### Task prompt
Find the line that contains "Where can the shallow". Repeat that line and all lines following it, exactly, through the end of the listing below.

-- START OF Records to use --

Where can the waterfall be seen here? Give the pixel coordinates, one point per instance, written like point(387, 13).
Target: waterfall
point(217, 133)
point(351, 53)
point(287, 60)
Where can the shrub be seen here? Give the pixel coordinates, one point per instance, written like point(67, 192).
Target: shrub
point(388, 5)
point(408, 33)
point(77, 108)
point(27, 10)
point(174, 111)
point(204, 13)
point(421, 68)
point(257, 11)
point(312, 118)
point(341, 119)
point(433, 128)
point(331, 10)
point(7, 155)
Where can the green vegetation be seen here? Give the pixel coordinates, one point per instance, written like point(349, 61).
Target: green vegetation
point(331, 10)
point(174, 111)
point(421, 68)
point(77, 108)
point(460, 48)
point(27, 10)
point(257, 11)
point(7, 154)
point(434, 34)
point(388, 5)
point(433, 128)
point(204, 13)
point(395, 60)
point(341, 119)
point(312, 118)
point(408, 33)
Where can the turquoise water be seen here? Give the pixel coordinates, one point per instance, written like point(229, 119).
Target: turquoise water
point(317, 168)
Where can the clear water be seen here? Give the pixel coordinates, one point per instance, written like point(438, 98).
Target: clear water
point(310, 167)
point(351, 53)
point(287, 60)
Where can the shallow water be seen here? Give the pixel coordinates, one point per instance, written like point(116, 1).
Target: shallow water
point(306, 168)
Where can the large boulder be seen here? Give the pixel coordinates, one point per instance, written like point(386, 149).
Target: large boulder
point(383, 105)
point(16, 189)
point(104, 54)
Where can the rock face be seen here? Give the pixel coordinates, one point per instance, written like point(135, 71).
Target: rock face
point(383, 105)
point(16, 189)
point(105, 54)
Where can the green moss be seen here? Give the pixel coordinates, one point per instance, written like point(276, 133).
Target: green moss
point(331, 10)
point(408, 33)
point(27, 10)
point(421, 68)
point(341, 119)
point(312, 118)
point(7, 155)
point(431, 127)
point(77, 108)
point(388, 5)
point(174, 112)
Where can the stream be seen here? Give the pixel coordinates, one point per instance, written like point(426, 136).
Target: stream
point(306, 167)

-- END OF Records to use --

### Answer
Where can the shallow water be seen here? Give the pixel coordinates, one point per instance, written like point(116, 1).
Target: shallow water
point(306, 168)
Where can the large boulder be seen here? Give the pixel coordinates, one point per instance, written like point(386, 149).
Target: large boulder
point(383, 105)
point(16, 189)
point(104, 54)
Where can the rock face be seen here? Give the pixel coordinates, one point per instance, written like point(135, 71).
Target: rock face
point(383, 105)
point(16, 189)
point(105, 54)
Where can the green moss be seen here? Give the pixel coordinates, one point per instance, written like point(276, 133).
Target: green moss
point(331, 10)
point(408, 33)
point(27, 10)
point(421, 68)
point(341, 119)
point(312, 118)
point(7, 155)
point(431, 127)
point(77, 108)
point(388, 5)
point(174, 112)
Where can the stream be seen here? Give the pixel coordinates, one point per instance, written like point(426, 136).
Target: stream
point(306, 167)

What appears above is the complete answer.